━━━━━ MATERIAL PROVIDED ━━━━━
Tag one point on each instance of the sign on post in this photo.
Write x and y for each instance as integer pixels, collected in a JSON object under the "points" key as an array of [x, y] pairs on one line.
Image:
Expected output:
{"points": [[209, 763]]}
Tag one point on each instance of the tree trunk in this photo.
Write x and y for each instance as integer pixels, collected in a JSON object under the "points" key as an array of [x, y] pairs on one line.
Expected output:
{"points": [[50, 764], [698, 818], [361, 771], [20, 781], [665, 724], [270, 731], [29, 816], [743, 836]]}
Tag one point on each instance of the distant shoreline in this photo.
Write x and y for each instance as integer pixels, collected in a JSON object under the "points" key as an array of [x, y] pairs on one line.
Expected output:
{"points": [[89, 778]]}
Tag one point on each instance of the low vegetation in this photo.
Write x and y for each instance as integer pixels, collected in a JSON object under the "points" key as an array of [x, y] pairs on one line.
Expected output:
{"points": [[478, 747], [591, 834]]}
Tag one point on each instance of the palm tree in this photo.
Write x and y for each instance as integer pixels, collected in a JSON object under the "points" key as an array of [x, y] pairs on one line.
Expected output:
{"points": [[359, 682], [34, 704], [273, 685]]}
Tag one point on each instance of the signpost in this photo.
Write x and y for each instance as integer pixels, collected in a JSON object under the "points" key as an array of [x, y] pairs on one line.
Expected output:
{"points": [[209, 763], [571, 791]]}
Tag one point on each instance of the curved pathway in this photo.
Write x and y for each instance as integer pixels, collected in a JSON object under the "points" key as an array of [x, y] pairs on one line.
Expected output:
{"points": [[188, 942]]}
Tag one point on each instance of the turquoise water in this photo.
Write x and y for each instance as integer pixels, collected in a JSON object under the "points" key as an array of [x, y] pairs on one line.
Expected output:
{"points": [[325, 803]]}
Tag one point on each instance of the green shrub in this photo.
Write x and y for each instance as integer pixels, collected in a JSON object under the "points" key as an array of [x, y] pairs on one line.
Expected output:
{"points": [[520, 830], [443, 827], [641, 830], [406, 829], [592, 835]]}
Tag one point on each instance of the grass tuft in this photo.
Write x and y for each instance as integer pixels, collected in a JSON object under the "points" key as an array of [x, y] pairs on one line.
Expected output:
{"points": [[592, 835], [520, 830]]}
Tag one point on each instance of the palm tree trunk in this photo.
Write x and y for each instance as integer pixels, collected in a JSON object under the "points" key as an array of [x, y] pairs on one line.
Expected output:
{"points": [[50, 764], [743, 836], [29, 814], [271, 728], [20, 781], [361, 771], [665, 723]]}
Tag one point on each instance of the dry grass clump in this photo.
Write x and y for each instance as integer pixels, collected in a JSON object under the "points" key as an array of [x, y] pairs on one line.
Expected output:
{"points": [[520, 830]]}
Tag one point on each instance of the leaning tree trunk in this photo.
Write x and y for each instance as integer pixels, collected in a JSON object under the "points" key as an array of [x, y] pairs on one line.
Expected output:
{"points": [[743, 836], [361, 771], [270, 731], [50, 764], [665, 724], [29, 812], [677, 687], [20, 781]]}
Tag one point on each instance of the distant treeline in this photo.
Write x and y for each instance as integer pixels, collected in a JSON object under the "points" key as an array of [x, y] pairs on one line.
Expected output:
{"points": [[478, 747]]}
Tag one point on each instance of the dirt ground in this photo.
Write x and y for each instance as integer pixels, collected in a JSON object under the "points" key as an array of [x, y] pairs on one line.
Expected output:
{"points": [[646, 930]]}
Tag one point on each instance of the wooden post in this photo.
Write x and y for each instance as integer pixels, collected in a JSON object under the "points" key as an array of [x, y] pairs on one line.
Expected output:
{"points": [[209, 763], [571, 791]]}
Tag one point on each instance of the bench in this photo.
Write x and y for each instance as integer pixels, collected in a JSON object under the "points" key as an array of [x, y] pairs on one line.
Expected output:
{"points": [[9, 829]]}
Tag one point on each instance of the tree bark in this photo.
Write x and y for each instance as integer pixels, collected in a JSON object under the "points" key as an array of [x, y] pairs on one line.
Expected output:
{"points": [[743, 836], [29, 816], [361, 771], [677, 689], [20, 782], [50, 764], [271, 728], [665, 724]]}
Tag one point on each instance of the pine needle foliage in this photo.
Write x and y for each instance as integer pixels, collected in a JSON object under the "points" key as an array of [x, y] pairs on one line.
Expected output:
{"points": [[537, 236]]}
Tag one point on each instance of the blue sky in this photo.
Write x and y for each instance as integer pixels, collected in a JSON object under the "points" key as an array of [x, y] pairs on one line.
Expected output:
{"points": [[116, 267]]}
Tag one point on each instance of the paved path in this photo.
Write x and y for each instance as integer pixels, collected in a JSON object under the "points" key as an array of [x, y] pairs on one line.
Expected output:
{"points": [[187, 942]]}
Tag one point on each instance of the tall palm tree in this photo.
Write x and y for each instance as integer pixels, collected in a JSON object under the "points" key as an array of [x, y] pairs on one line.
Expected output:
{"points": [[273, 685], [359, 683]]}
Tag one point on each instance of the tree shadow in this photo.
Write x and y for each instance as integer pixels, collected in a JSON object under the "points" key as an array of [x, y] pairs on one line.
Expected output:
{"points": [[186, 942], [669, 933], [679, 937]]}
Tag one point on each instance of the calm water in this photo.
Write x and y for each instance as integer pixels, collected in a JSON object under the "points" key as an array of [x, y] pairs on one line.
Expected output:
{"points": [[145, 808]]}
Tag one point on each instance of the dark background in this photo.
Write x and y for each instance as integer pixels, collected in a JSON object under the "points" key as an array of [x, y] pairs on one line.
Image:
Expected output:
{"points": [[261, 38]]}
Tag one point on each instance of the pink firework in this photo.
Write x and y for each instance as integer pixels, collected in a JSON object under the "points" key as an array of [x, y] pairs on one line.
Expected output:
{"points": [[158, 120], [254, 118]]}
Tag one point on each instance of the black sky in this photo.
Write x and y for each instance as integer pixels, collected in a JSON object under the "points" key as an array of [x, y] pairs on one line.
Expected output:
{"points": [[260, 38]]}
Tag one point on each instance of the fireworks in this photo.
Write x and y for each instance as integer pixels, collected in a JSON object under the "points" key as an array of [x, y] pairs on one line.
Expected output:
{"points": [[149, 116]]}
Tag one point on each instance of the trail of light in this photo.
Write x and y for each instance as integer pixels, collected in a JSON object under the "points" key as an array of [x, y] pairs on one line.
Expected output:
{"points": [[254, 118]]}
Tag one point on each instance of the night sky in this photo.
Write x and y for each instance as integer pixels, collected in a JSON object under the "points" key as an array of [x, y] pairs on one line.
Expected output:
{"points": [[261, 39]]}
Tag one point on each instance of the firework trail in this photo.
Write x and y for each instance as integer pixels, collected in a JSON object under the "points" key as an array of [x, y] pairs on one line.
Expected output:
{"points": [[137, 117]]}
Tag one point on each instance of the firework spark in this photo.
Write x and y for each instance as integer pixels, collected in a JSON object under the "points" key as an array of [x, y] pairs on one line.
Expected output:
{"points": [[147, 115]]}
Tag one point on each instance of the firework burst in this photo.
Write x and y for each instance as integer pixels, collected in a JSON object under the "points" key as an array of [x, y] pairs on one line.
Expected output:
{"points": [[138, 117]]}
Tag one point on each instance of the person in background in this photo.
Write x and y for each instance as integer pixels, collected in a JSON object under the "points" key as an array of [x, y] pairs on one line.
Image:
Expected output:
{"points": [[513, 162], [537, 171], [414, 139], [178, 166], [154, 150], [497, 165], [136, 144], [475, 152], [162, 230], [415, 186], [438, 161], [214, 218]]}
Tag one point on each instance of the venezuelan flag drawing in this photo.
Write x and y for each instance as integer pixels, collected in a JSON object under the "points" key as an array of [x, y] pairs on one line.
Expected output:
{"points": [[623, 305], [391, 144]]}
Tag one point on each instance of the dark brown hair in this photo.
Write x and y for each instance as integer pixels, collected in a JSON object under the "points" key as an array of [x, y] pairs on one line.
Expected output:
━━━━━
Reproduce, character for character, only the lines of the preceding data that start at the line with "Tag one point on each instance of the firework spark" and end at the line with "Tag one point on each instance of the venezuelan", both included.

Tag one point on each instance of the firework spark in this photo.
Write x and y for each instance as integer pixels, collected in a JSON object under the "points" key as an array of [x, y] pairs on one line.
Expected output:
{"points": [[147, 115]]}
Tag one point on each instance of the firework burst in this photo.
Write x and y for each instance as integer pixels, collected in a JSON object under the "points" key as an array of [x, y] pairs on one line.
Expected output:
{"points": [[138, 117]]}
Tag one point on each instance of the person in background in this photo.
Write x and y for each instance as integer pixels, collected in a JSON object under the "points" key as an array of [x, y] pairs on one line.
Image:
Expected output:
{"points": [[513, 162], [537, 171], [414, 139], [178, 166], [154, 150], [497, 165], [136, 144], [475, 152], [162, 230], [415, 186], [438, 161], [214, 218]]}
Tag one point on each instance of the venezuelan flag drawing in this photo.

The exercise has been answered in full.